──────── EXTRACT ────────
The address is applied to the control logic gates while the opcode bits are decoded with a decoder to know what the specific instruction is. The outputs from the 8-bit decoder is linked to the control logic gates and is used to perform the specific operation as specified by the opcode.

Micro-programmed Control Unit

Instead of the combinatorial circuit connection implementation in a hardwired control unit, a micro-programmed control unit is implemented programmatically. The control logic gates in hardwired control unit are replaced with array of memory that is used to generate the required logic control signals [3]. A sequence of micro operations is carried out by executing a program consisting of micro-instructions. These instructions are stored in the control memory of the control unit and generate control signals when executed.
A micro-instruction typically consists of one or more micro-operations (operations performed on register-stored data) and the address of the next microinstruction. The schematic of a micro-programmed control unit is shown in figure 3.
The control address register (CAR) stores the address of the micro-instruction to be executed while the micro-instruction corresponding to that address is fetched from the control memory and then stored in a register called the Control Data Register (CDR). The control word in the fetched micro-instruction is used to execute the micro-operations after which the address of the next instruction is fetched. The process of address selection for the control memory is shown in figure 4.
The use of micro-programmed control unit over hardwired control has some advantages as stated. Because software routines are employed in the design, it is not as complex as hardwired design. This also makes it easy to modify the control memory in order to implement a new CPU instruction set. Fault diagnosis is easier done with the aid of diagnostic tools [4].

However, it is much slower compared to the hardwired control unit because an instruction takes a longer time to execute.

CONCLUSION
The control unit still remains a very important part of the CPU, coordinating the operations of other units including the reading / writing of data to memory using timing signals generated from a timing circuit and interfacing with the Arithmetic and Logic Unit (ALU). Micro-operations are executed in each clock cycle in a series of fetch – execute – decode cycles. The control unit can be implemented using one of two organizations – hardwired control unit or micro-programmed control unit – depending on the requirements of the system to be designed. This is because each of the two control unit organizations has its strengths and weaknesses, higher speed of execution being the strength of hardwired control unit over micro-programmed control unit and increased circuit complexity being a disadvantage of hardwired control unit over micro-programmed unit.

REFERENCES

[1] Dumas, J.D. (2006). Computer Architecture: Fundamentals and Principles of Computer Design, Taylor & Francis Group, LLC, Boca Raton, FL, ISBN-13: 978-1-4200-5795-9.
[2] Balch, M. (2003). Complete Digital Design: A comprehensive Guide to Digital Electronics and Computer System Architecture, The McGraw-Hill Companies, Inc., ISBN: 0-07-140927-0.
[3] Koopman, P. Microcoded Versus Hard-wired Control: A Comparison of Two Methods for Implementing the Control Logic for a Simple CPU, Programmable Hardware.
[4] Stallings, W. (2010). Computer Organization and Architecture: Designing for Performance 8th Ed., Pearson Education, Inc., Upper Saddle River, NJ, ISBN-13: 978-0-13-607373-4.
────────
__ACTIONS TO TAKE__
**a)** Rewrite the paragraph of the excerpt on control units that begins "The use of micro-programmed control unit over hardwired control" as a short bulleted list that keeps its main facts.
**b)** Duplicate, with no changes, the stretch of the excerpt on control units from "[4] Stallings, W." through "NJ, ISBN-13: 978-0-13-607373-4.".
──────── GIVEN DATA ────────
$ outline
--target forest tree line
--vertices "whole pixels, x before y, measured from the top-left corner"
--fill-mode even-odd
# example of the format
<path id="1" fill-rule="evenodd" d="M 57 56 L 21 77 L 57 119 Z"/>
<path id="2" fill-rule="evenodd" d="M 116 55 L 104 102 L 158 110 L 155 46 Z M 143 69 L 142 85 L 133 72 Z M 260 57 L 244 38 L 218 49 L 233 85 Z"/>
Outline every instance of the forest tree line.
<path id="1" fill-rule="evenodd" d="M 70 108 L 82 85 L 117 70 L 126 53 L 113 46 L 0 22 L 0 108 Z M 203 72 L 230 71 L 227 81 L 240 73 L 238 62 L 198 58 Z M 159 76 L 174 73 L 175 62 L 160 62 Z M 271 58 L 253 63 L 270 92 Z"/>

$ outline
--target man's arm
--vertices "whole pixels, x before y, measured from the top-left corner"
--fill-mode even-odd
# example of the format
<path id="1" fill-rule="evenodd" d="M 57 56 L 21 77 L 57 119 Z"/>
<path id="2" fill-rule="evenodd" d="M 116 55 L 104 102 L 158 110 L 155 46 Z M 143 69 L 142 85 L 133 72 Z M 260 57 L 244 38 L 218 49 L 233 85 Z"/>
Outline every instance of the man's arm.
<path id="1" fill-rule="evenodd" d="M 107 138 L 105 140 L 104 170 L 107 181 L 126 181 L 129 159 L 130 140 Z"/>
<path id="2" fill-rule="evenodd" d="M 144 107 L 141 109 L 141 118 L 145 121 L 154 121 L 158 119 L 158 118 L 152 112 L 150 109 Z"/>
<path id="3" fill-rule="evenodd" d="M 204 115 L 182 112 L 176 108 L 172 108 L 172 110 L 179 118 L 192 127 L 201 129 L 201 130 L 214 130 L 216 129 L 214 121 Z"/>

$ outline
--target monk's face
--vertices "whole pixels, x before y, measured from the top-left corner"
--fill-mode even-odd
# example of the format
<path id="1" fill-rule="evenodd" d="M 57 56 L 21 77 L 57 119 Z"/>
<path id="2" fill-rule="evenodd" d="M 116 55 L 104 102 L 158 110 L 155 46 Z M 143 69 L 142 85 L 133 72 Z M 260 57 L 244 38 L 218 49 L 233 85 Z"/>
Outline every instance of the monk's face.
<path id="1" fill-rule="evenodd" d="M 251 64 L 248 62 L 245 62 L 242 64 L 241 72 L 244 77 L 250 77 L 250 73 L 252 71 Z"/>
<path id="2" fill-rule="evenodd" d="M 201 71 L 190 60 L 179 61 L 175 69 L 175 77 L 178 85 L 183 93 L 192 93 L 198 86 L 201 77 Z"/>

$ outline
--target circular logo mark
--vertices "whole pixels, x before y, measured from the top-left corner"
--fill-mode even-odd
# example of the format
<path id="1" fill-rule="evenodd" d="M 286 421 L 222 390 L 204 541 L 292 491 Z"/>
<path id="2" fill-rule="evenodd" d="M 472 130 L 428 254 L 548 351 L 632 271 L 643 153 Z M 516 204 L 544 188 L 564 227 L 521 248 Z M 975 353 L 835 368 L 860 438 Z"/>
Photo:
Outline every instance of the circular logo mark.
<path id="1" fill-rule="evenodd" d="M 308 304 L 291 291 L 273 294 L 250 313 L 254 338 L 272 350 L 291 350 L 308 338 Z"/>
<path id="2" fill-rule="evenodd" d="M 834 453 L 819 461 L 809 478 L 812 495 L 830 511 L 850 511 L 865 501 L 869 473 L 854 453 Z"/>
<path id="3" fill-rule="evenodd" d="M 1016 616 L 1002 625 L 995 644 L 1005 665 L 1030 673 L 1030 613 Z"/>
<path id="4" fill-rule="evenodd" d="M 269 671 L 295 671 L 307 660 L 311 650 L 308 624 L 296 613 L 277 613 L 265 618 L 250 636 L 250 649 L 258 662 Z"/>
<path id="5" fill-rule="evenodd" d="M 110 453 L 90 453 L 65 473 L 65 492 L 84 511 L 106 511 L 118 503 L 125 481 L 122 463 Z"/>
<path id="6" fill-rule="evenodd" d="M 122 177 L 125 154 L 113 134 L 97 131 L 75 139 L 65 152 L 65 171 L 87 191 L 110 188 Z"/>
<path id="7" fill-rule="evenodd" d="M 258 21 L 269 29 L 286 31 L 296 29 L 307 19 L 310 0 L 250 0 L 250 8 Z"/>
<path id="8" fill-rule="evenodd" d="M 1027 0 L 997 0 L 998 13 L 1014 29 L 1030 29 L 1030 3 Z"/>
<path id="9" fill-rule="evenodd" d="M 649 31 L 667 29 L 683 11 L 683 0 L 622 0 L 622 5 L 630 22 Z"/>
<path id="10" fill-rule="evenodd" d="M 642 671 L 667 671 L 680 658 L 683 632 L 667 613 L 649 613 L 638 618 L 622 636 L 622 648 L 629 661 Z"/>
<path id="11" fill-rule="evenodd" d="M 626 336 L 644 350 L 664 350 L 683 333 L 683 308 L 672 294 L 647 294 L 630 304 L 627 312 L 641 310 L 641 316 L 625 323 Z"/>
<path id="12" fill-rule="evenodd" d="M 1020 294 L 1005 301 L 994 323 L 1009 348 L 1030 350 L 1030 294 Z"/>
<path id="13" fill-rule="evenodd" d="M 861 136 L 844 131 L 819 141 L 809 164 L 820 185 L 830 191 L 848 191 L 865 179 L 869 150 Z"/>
────────
__YOUR WRITTEN ANSWERS__
**a)**
Advantages of a micro-programmed control unit over hardwired control:
- It is less complex than a hardwired design because it uses software routines.
- Its control memory is easy to modify to implement a new CPU instruction set.
- Fault diagnosis is easier with diagnostic tools.

**b)**
[4] Stallings, W. (2010). Computer Organization and Architecture: Designing for Performance 8th Ed., Pearson Education, Inc., Upper Saddle River, NJ, ISBN-13: 978-0-13-607373-4.